Note that in the plot below comparing the estimates for group size of 1 vs. 100 the estimate of the value function for the smaller group size is much noiser. This is because, for the same number of episodes, we have many less samples for each group or bin. Thus aggregating states increases bias (since it forces contiguous states to share a value) but reduces variance (less noise for estimated state values)!

In [None]:
figure = plt.figure(figsize=(20, 10))

plt.plot(nonagg_states[1:-1], nonagg_values[1:-1], label="Group Size = 1")
plt.plot(agg_states, agg_values, linewidth=5, label="Group Size = 100")
plt.xlabel("States $[s]$", size=30)
plt.xticks(size=20)
plt.ylabel("State Value $[v_{\pi}(s)]$", size=30)
plt.yticks(size=20)
plt.legend(prop={"size": 20})
plt.title("Gradient Monte Carlo Approximations To Value Function", size=30)


plt.tight_layout()

*WHAT TO DO*
1 – In the value function plotting code, rewrite the part from "plt.xticks(size=20)" up to and including "plt.tight_layout()", changing "Gradient Monte Carlo" to "Semi-Gradient TD".
2 – Which plt calls in the value function plotting code pass a size= keyword argument directly?

*INFORMATION PROVIDED*

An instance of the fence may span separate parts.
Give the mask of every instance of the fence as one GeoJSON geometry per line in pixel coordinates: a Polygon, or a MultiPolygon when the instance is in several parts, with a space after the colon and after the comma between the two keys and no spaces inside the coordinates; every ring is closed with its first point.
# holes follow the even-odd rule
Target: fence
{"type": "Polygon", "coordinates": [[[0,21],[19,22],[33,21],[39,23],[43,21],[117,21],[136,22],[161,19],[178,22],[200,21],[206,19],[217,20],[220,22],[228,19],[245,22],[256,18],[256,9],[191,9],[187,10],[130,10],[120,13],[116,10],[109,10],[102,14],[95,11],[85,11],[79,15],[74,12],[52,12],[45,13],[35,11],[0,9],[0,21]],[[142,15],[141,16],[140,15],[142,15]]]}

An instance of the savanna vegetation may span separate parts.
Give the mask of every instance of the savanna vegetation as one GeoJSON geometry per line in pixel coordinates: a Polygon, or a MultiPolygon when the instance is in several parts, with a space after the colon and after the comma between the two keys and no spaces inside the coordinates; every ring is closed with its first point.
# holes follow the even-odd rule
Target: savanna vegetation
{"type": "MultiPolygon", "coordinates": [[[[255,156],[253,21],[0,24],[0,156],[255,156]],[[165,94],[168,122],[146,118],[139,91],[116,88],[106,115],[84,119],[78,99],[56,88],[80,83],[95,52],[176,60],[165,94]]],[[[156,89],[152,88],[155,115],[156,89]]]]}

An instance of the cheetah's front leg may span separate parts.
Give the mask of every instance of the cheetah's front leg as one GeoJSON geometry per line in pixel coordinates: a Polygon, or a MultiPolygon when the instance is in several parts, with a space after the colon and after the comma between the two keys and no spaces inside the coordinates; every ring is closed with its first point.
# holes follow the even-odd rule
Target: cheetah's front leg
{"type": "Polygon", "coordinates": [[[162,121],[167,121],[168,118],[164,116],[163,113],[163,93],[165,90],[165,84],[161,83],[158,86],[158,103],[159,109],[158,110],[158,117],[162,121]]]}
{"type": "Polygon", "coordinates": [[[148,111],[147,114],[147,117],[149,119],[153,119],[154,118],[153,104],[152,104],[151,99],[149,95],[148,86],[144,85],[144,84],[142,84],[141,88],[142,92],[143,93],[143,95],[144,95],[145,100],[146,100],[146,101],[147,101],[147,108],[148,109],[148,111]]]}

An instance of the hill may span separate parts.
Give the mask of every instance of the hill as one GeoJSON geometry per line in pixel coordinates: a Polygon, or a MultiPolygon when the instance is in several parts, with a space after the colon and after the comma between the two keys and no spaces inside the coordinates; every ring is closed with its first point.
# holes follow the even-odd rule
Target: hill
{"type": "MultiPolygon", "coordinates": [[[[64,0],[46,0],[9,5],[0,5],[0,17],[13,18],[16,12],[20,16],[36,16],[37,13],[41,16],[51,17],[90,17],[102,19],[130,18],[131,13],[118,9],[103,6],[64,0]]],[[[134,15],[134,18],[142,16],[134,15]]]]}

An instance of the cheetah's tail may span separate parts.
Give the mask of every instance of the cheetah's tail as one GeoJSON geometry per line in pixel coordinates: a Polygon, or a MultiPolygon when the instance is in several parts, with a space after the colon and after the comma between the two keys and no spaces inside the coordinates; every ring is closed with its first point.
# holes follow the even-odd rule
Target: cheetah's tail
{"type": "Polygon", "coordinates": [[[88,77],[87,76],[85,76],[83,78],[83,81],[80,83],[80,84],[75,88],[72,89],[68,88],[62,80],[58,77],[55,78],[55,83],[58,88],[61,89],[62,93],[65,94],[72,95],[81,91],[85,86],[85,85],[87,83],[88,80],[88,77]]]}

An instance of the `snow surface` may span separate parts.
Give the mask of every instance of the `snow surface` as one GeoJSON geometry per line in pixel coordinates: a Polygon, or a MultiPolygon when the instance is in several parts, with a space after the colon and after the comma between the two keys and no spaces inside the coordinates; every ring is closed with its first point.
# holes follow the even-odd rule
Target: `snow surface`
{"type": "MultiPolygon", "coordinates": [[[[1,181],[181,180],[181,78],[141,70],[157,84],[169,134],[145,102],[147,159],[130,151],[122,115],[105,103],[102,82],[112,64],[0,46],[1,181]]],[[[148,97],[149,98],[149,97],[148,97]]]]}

*TASK-BY-TASK SOLUTIONS*
1 –
plt.xticks(size=20)
plt.ylabel("State Value $[v_{\pi}(s)]$", size=30)
plt.yticks(size=20)
plt.legend(prop={"size": 20})
plt.title("Semi-Gradient TD Approximations To Value Function", size=30)


plt.tight_layout()

2 – plt.xlabel, plt.xticks, plt.ylabel, plt.yticks, plt.title